[Source data]
-------

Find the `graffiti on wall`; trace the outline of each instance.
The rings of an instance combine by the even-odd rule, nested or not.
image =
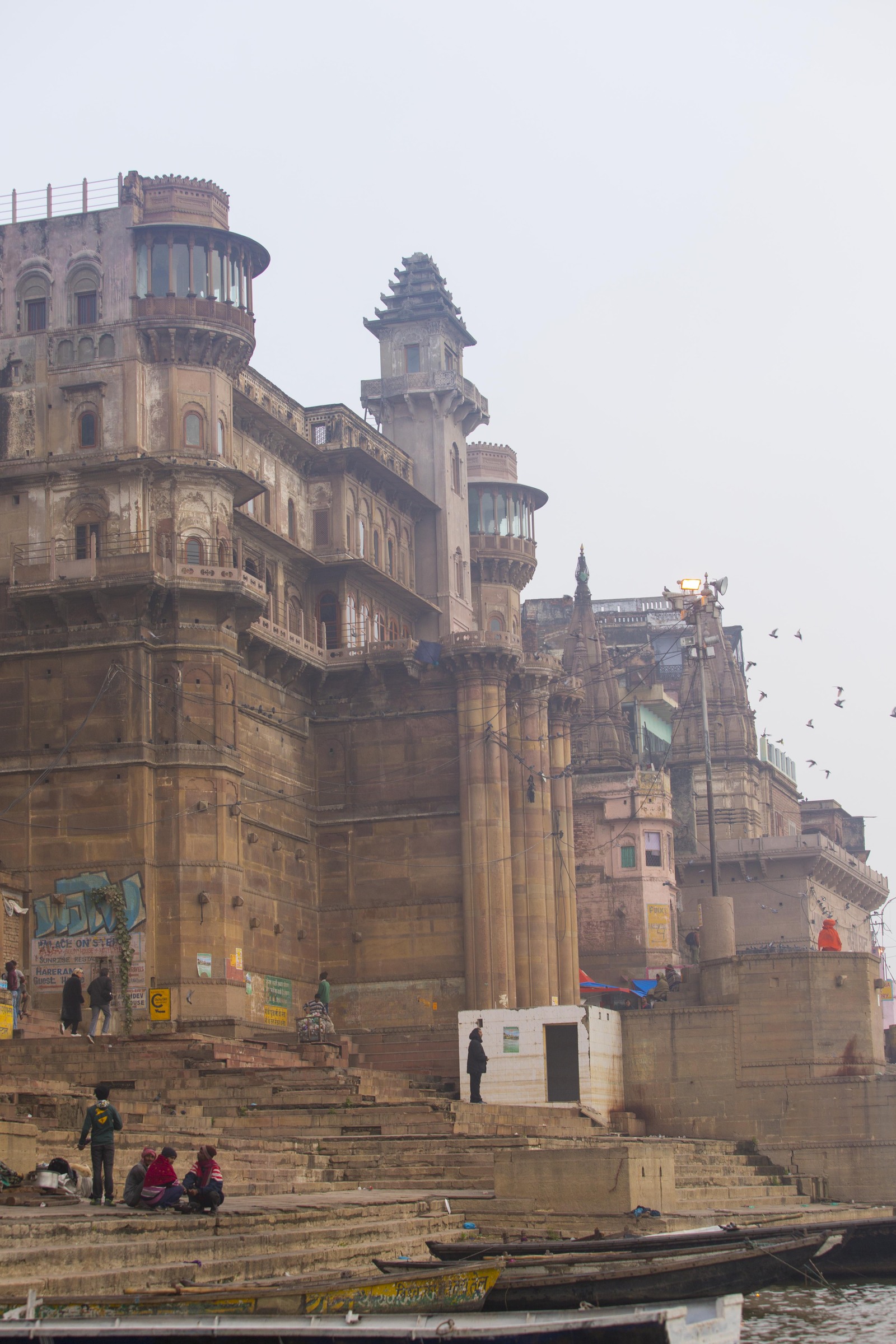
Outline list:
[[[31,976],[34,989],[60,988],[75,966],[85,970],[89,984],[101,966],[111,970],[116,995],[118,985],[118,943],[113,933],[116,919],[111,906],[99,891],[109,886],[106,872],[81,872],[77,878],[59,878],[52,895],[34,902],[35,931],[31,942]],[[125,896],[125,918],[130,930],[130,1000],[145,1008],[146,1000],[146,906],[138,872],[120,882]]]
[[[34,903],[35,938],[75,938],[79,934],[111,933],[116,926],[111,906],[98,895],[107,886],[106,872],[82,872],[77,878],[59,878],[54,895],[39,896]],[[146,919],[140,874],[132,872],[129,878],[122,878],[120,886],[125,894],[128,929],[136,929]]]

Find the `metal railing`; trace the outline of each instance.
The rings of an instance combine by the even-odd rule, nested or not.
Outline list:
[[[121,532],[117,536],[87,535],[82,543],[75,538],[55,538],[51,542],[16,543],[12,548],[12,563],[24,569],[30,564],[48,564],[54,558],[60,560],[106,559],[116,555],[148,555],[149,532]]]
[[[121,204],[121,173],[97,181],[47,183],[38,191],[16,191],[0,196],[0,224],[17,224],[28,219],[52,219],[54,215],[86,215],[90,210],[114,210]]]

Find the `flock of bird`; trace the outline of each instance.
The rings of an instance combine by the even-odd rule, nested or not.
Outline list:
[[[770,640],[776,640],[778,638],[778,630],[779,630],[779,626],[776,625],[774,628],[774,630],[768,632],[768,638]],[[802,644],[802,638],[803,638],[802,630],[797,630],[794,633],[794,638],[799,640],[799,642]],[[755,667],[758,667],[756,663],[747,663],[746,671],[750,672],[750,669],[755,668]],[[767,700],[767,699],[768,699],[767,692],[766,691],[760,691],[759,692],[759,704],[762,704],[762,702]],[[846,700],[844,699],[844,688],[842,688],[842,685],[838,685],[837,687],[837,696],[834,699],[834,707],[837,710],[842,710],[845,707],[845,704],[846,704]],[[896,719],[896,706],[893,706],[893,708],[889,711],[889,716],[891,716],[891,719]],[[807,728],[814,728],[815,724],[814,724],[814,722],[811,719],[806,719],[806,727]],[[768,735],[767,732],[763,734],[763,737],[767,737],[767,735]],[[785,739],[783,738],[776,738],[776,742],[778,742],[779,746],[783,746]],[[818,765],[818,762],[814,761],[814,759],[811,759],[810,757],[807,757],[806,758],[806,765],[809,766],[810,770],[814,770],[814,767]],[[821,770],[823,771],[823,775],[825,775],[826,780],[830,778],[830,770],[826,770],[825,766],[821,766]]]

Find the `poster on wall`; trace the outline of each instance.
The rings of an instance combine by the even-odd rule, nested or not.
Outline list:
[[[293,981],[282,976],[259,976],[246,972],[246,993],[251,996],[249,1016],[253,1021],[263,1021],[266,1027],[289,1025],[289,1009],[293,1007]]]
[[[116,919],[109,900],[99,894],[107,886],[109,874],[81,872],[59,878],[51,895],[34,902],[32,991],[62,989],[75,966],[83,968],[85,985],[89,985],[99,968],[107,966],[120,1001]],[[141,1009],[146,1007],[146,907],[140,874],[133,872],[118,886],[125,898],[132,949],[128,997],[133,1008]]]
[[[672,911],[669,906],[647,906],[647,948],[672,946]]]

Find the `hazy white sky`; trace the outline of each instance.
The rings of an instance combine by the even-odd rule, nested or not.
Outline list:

-------

EXERCISE REQUIREMENTS: Count the lines of the source data above that contain the string "each", treating case as significant. Give only the number.

COMPLETE RESPONSE: 5